Meeting young farmers’ ambitions: a condition for the success of the new CAP

European Court of Auditors
#ECAjournal
Published in
8 min readAug 2, 2021

By Diana Lenzi, European Council of Young Farmers (CEJA)

Picking apples in an orchard in Slovenia. Source: CEJA.

The Conseil Européen des Jeunes Agriculteurs (CEJA) is the EU’s main interest group for young farmers and has considerable interest in a CAP that will help them realise their ambitions in agriculture. CEJA presents itself as a forum for dialogue between Europe’s next generation of farmers and key decision-makers. Diana Lenzi is a young farmer from Tuscany, where she manages her family’s winery since 2008. Recently elected as the new president of CEJA, she presents some of the key perspectives of her organisation on the new CAP, which, in her view, is crucial for generational renewal and farming practices that are economically, socially and environmentally sustainable for both producers and consumers of agricultural products.

Young farmers are key to addressing the new CAP’s objectives

Generational renewal in agriculture has been on the EU political agenda for over two decades. As farm demographics continue their steady decline, never has the need for young farmers been so pressing. With the new Common Agriculture Policy (CAP), Member States will be at the forefront of determining whether common objectives can be achieved in the future through their National Strategic Plans. Without young farmers, who will be able to tap into the climate mitigation potential of agriculture and deliver on climate neutrality by 2050? How will the EU even realise its commitments to negative emissions after 2050? Without generational renewal in agriculture, who will build production strategies enabling resilient and sustainable food systems? Most importantly, how will the EU ensure rural areas are not left behind in the whole process? These are only a few question marks, but they illustrate with great accuracy the vital importance of attracting and sustaining young farmers in the future CAP.

Generational renewal: a cross-cutting objective…

The objective of generational renewal in agriculture is not a novelty of the CAP post-2020. Back in 2000, the European Court of Auditors called on the European Commission to include the situation of young farmers in its legislative actions. Only 7.4 % of farm managers were below the age of 35 years and today they represent around 5.6 %. While decreasing demographic trends are not limited to agriculture only, the unique role of the farming sector in feeding the population, acting against climate change and maintaining activity in rural areas make them a worrying development. In light of all the challenges ahead, it appears clear that the CAP is at a turning point. Thus, far from being a specific social and societal objective, generational renewal appears instead as the cornerstone of our ambition for the future.

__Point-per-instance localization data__
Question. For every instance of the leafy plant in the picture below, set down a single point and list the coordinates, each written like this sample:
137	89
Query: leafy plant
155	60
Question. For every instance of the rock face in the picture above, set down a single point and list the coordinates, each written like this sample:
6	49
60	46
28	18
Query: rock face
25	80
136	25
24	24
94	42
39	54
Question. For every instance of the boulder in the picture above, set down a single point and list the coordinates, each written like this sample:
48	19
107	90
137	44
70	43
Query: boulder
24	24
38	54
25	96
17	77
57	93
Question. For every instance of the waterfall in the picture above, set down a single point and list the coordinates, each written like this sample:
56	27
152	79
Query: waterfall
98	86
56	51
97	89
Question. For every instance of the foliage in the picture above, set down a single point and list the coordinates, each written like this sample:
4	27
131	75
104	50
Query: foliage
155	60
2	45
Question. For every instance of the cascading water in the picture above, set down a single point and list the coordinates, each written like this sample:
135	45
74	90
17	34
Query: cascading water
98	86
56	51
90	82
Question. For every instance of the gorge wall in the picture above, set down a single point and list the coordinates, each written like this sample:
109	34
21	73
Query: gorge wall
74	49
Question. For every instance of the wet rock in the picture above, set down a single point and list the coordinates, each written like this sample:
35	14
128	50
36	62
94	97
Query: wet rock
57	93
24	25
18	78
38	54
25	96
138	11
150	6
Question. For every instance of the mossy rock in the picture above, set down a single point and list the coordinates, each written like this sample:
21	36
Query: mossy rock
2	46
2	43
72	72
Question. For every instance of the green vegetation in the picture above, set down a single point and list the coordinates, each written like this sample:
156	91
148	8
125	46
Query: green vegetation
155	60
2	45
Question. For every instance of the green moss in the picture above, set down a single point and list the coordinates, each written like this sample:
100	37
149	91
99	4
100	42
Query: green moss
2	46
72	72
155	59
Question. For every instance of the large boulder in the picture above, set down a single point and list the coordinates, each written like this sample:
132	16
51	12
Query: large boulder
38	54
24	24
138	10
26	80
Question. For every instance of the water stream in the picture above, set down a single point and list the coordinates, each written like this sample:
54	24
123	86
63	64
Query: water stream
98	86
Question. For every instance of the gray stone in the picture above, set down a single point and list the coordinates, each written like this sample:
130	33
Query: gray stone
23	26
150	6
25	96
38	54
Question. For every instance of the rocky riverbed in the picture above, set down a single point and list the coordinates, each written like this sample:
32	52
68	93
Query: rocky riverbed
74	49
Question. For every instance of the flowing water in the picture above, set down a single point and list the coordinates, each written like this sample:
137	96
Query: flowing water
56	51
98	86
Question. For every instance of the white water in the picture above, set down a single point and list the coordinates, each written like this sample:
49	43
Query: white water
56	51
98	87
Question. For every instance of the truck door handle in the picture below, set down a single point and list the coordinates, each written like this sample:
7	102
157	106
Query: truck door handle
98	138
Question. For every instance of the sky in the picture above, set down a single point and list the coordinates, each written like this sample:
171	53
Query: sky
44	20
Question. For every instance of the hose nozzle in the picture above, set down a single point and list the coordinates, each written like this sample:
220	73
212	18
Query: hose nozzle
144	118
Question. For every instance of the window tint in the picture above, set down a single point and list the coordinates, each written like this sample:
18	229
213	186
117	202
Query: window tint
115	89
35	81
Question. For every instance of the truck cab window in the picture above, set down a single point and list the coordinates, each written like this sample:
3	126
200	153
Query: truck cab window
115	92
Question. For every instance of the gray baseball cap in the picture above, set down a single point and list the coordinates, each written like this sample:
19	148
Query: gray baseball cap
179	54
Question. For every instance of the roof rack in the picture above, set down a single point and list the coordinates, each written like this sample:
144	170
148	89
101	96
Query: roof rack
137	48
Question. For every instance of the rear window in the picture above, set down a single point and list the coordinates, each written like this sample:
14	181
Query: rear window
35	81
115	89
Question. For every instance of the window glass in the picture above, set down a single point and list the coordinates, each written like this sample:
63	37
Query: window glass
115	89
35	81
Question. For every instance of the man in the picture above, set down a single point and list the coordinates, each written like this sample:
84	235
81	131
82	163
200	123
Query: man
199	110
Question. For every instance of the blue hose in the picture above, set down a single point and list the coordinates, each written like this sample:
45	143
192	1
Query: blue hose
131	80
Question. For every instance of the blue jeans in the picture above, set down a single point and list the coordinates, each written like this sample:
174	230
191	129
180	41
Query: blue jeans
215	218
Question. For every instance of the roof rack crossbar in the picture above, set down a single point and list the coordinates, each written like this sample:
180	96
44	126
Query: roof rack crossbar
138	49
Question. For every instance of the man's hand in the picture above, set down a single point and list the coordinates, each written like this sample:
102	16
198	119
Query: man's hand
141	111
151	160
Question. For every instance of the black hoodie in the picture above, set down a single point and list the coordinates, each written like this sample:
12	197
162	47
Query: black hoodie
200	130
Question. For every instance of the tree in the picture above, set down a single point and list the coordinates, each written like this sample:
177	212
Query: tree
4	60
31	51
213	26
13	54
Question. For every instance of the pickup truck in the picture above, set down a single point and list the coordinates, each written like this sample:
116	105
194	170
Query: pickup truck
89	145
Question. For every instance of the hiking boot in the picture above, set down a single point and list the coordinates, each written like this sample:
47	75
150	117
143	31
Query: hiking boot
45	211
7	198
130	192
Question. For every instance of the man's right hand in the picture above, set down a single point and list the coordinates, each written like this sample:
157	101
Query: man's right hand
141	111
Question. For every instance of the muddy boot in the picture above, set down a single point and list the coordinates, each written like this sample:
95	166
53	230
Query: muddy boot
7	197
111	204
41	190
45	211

__Activities__
1. According to the article on young farmers and the CAP, since what year has Diana Lenzi managed her family's winery?
2. List every role of the farming sector that the article on young farmers and the CAP describes as unique.
3. Proceed with the article on young farmers and the CAP from the point at which it stops.

__Task answers__
1. Since 2008.

2.
- Feeding the population
- Acting against climate change
- Maintaining activity in rural areas

3.
At a time when the enabling of resilient and sustainable food systems is so central, with the United Nations Food Systems Summit approaching (26–28 July 2021), the lessons learned from the COVID-19 pandemic and the publication last year of the Commission’s Farm to Fork Strategy, generational renewal remains a vital consideration that is too often overlooked. Food systems in which producers are driven away from the fields, stables and orchards are not resilient or sustainable. Without young people who are able to live from their vocation for farming, it is ultimately the diversity and the strengths of EU food systems that will be undermined.

Climate adaptation and mitigation is another challenge that will require a workforce and fresh energy. In its Green Deal, the EU has made ambitious commitments to become the first climate-neutral continent by 2050. Targets have been aligned, as a consequence, but their achievement will in practice also depend on farmers’ ability to contribute to them. Management of natural resources, landscape arrangements to prevent the effects of adverse climate events, carbon sequestration and other sustainable practices are essential levers of action when translated both into regulatory and market-based solutions. But they will require young farmers, women and men, to be implementable in the decades to come.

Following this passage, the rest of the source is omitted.